Extracted records:
○ ○ ○

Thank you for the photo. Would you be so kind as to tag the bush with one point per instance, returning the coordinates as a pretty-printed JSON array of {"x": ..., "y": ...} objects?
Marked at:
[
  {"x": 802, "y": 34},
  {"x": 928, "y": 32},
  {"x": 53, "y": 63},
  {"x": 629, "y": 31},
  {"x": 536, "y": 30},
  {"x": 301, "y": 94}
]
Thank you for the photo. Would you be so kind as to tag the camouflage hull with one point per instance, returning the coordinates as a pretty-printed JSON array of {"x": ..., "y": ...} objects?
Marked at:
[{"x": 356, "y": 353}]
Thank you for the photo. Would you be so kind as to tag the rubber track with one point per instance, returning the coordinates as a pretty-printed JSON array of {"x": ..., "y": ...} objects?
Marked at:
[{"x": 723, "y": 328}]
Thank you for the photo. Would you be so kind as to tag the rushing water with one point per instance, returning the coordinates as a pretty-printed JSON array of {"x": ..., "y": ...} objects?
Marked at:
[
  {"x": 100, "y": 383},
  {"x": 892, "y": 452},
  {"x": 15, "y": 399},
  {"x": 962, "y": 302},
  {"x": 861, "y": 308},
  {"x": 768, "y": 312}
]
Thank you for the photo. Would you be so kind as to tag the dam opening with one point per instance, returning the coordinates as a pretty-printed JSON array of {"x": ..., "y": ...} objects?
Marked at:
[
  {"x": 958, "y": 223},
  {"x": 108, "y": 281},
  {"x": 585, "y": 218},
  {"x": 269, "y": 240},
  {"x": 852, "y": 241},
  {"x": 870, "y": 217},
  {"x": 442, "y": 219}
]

○ ○ ○

▸ Directions
Reproduce the entries from the line containing "tag the rushing" through the last line, inclusive, replacing "rushing water" with "flowing water" and keeping everything else unchanged.

▸ Answer to the problem
Thank you for the photo. Would you be so kind as to tag the flowing water with one point per instance, returning the coordinates as a pretty-printed JSON array of {"x": ..., "y": ...} objects?
Marked at:
[
  {"x": 100, "y": 383},
  {"x": 892, "y": 452},
  {"x": 15, "y": 399},
  {"x": 962, "y": 302},
  {"x": 861, "y": 308},
  {"x": 768, "y": 312}
]
Thank you for the photo. Would you be so kind as to tag the dam opening with one point per instance, returning the coordinates as a pretty-printed JSON array of {"x": ..., "y": ...} objects?
Marked at:
[
  {"x": 958, "y": 223},
  {"x": 108, "y": 281},
  {"x": 585, "y": 218},
  {"x": 269, "y": 240},
  {"x": 852, "y": 241},
  {"x": 870, "y": 217},
  {"x": 442, "y": 219}
]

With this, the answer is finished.